++++ PROVIDED MATERIAL

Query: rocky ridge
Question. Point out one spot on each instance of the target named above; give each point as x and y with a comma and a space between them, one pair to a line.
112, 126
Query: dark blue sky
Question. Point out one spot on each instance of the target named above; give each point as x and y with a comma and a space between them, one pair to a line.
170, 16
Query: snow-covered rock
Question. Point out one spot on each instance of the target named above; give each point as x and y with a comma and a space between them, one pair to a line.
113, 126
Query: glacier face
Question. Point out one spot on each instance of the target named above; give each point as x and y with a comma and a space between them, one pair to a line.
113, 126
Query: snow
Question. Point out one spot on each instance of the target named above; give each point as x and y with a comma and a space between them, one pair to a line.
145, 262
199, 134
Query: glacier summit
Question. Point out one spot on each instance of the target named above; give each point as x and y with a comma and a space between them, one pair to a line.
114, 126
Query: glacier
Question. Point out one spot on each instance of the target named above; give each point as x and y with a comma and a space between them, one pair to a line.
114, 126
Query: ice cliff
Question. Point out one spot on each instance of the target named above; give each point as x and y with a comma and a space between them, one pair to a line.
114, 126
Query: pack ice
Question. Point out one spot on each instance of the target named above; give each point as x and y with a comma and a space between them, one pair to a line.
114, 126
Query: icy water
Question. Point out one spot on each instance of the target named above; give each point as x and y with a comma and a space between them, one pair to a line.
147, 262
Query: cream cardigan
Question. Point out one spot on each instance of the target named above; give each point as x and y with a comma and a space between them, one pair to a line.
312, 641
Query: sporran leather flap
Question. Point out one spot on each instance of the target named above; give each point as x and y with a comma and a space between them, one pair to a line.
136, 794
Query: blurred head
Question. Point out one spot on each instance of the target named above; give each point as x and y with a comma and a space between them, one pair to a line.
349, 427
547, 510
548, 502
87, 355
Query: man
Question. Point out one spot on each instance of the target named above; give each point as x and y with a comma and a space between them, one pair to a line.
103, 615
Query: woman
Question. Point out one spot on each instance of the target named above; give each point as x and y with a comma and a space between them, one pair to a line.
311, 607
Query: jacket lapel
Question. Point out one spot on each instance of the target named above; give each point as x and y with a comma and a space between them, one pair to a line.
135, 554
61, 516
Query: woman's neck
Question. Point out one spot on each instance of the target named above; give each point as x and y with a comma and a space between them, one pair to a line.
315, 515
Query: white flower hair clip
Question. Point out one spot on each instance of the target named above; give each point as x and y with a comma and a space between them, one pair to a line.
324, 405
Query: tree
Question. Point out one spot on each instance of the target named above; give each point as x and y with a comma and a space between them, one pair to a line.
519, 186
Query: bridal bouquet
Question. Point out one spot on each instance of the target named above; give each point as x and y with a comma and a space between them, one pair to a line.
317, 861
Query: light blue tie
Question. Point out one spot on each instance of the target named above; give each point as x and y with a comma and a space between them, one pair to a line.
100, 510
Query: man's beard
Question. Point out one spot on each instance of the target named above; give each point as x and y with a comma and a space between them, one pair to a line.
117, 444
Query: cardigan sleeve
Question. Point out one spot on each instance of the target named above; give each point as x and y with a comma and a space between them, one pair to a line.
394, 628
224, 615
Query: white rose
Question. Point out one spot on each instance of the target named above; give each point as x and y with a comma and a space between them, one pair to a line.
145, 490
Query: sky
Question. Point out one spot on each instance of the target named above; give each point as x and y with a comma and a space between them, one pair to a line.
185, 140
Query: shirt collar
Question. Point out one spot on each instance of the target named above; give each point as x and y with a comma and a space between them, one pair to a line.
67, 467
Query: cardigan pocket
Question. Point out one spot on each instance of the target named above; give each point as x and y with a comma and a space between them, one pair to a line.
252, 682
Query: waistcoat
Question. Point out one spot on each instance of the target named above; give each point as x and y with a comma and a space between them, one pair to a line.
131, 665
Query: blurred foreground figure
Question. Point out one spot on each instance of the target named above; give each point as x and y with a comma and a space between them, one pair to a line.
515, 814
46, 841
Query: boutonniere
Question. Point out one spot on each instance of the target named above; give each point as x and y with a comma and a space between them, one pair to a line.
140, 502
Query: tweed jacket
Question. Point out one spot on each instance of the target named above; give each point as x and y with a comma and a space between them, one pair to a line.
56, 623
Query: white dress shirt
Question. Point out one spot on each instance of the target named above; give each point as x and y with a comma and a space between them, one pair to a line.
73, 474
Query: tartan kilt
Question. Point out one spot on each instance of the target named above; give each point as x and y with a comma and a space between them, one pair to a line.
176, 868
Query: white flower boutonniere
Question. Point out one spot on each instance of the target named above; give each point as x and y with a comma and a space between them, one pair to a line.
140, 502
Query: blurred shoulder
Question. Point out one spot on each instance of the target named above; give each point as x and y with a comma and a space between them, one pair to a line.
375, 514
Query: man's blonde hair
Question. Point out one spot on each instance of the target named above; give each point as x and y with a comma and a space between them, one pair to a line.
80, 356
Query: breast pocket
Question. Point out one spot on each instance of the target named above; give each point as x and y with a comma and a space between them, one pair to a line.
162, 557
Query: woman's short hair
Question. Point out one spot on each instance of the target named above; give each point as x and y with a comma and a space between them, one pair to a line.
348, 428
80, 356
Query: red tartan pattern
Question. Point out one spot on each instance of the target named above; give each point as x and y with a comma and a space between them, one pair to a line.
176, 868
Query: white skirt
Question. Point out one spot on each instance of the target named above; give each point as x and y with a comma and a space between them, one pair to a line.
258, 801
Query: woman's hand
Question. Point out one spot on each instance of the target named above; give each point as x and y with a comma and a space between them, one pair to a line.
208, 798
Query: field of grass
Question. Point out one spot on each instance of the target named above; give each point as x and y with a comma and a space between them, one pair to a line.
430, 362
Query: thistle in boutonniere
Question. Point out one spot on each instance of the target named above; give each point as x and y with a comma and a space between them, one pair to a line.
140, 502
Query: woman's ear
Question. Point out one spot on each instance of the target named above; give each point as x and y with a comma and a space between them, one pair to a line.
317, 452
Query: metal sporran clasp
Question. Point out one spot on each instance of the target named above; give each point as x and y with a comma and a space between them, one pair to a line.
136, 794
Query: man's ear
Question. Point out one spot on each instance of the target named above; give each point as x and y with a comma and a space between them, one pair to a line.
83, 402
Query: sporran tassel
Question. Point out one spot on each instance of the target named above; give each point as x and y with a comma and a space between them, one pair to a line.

++++++++

Please copy all of the entries above word for word, without changing anything.

FULL SOLUTION >>
Query: rocky ridge
Question. Point out one spot on each instance of the target named above; give each point as x and y with a comma and a space between them, one pair to a line.
112, 126
Query: dark blue sky
Question. Point out one spot on each instance of the target named above; give each point as x and y with a comma and a space between them, one pair to a line.
170, 16
Query: snow-covered rock
Question. Point out one spot on each instance of the target named above; give each point as x and y with a comma and a space between them, one pair to a line.
113, 126
Query: glacier face
Question. Point out one spot on each instance of the target named above; give each point as x and y with a comma and a space between them, one pair to a line.
113, 126
Query: snow
Question. Point out one spot on each instance of the target named above; give each point as x and y with a comma and a space between them, one pair to a line.
145, 262
199, 134
Query: glacier summit
Question. Point out one spot on each instance of the target named above; give each point as x and y with a comma and a space between them, one pair to a line.
114, 126
Query: glacier
Question. Point out one spot on each instance of the target named above; give each point as x and y with a comma and a space between them, one pair to a line.
114, 126
Query: ice cliff
Question. Point out one spot on each instance of the target named above; give each point as x and y with a comma and a space between them, one pair to a line.
114, 126
Query: pack ice
Question. Point out one spot on each instance of the target named above; give each point as x and y with a comma and a space between them, one pair to a line.
114, 126
Query: icy water
Question. Point out one spot on each instance of the target named above; give each point as x and y with a comma and a space between them, one pair to a line.
147, 262
Query: cream cardigan
Question. Point out one spot on each instance of the target named above; give each point as x and y with a comma and a space between them, one pair to a line.
312, 641
Query: sporran leather flap
Question. Point out one spot on each instance of the target named above; give each point as x and y with a comma and a space between them, one pair to a line.
136, 794
Query: blurred head
Question. Point out one spot on each instance of the target named above; give each point as x and y with a comma and a space between them, one pair to a line.
349, 427
547, 510
548, 502
87, 355
Query: man
Question. Point out one spot on each instance of the target named above; give each point as x and y with a comma and a space between them, one pair to a line.
103, 615
Query: woman
Question. Point out one spot on each instance of the target named above; give each point as x and y with a comma and a space between them, one pair to a line.
311, 607
Query: jacket lapel
Question. Point out one spot on each instance of the target named above; give each point as x and y with a comma and a space between them, one pair to a line.
135, 554
61, 516
Query: woman's neck
Question. Point out one spot on each instance of the target named above; give each point as x and y with a comma and a space between them, one pair to a line.
315, 515
Query: white flower hair clip
Question. Point out one spot on each instance of the target named above; give each point as x and y with a comma and a space between them, one pair to a line.
324, 405
Query: tree
Question. Point out one spot on each instance of the target named above; give each point as x and y with a comma and a space between them, one pair to a line.
519, 186
Query: bridal bouquet
Question. Point out one spot on each instance of the target named above; give each point as x and y with a comma and a space between them, one pair to a line.
317, 861
Query: light blue tie
Question. Point out one spot on each instance of the target named above; give each point as x and y with a comma and a space between them, one pair to a line.
100, 510
Query: man's beard
Question. Point out one spot on each instance of the target named above; give each point as x and y with a comma and a space between them, one pair to a line.
117, 444
Query: cardigan sleeve
Question. Point out one spot on each instance of the target named above; give each point as x and y with a comma and a space between them, one pair to a line.
394, 628
224, 615
Query: white rose
Question. Point out one spot on each instance of the target named above; give each point as x and y with a comma and a space between them, one pair to a line.
145, 490
Query: sky
Question. Point out one spot on each instance of the target named above; give each point as x and y with a comma and a space between them, one pair to a line.
185, 140
Query: shirt collar
Question. Point out one spot on each instance of the target named above; give each point as x and y with a comma and a space between them, one pair to a line.
67, 467
Query: cardigan pocket
Question. Point out one spot on each instance of the target named above; give each point as x and y with a comma and a space between them, one pair to a line.
252, 682
Query: waistcoat
Question. Point out one spot on each instance of the target named above; give each point as x and y with a comma and a space between them, one pair to a line.
131, 665
Query: blurred foreground figure
Question. Point out one spot on each instance of the target named above; give each point as x and y with a comma and a space between them, one pair to a line.
515, 814
46, 841
Query: boutonniere
Question. Point out one spot on each instance of the target named above; give each point as x and y with a comma and a space between them, one pair to a line.
140, 502
Query: tweed jacket
Question. Point out one spot on each instance of the target named above; give each point as x and y with a comma and a space between them, one pair to a line.
56, 623
Query: white dress shirt
Question. Point out one spot on each instance of the target named above; give each point as x and y with a comma and a space between them, one pair to a line.
73, 474
Query: tartan kilt
Question. Point out one spot on each instance of the target named above; give each point as x and y with a comma and a space between them, one pair to a line.
176, 868
Query: white flower boutonniere
Question. Point out one spot on each instance of the target named above; give each point as x and y with a comma and a space between them, one pair to a line.
140, 502
Query: blurred shoulder
Question. Point out one spot on each instance of the target named above; give each point as x and y with a comma and a space between them, one pair to a line.
375, 514
Query: man's blonde hair
Question. Point out one spot on each instance of the target named above; give each point as x and y with a comma and a space between them, one pair to a line.
80, 356
Query: breast pocket
Question. Point out one spot on each instance of the target named above; give each point as x and y with a comma and a space between them, one pair to a line.
162, 557
Query: woman's short hair
Question. Point out one spot on each instance of the target named above; give each point as x and y with a comma and a space between them, one pair to a line.
348, 428
80, 356
Query: red tartan pattern
Question. Point out one spot on each instance of the target named above; give each point as x and y with a comma and a space between them, one pair to a line.
176, 868
Query: white skirt
Question. Point out one spot on each instance of the target named above; give each point as x and y with a comma and a space between them, one pair to a line.
258, 801
Query: woman's hand
Question. Point out one spot on each instance of the target named above; give each point as x and y with a comma and a space between them, one pair to a line.
208, 798
Query: field of grass
Question. Point out one spot on each instance of the target named above; give each point as x and y with a comma and a space between them, one pair to a line.
430, 362
Query: thistle in boutonniere
Question. Point out one spot on each instance of the target named above; give each point as x and y with a comma and a space between them, one pair to a line.
140, 502
Query: woman's ear
Question. Point out one spot on each instance of the target named above; give each point as x and y with a comma and a space between them, one pair to a line.
317, 452
Query: metal sporran clasp
Question. Point out one spot on each instance of the target named above; give each point as x and y with a comma and a space between them, one pair to a line.
136, 794
Query: man's ear
Question. Point out one spot on each instance of the target named above; give each point as x and y with a comma and a space between them, one pair to a line.
83, 402
Query: sporran tassel
Question. Point out one spot on each instance of the target named above; give each point as x and y with a comma and a space between them, one pair to a line.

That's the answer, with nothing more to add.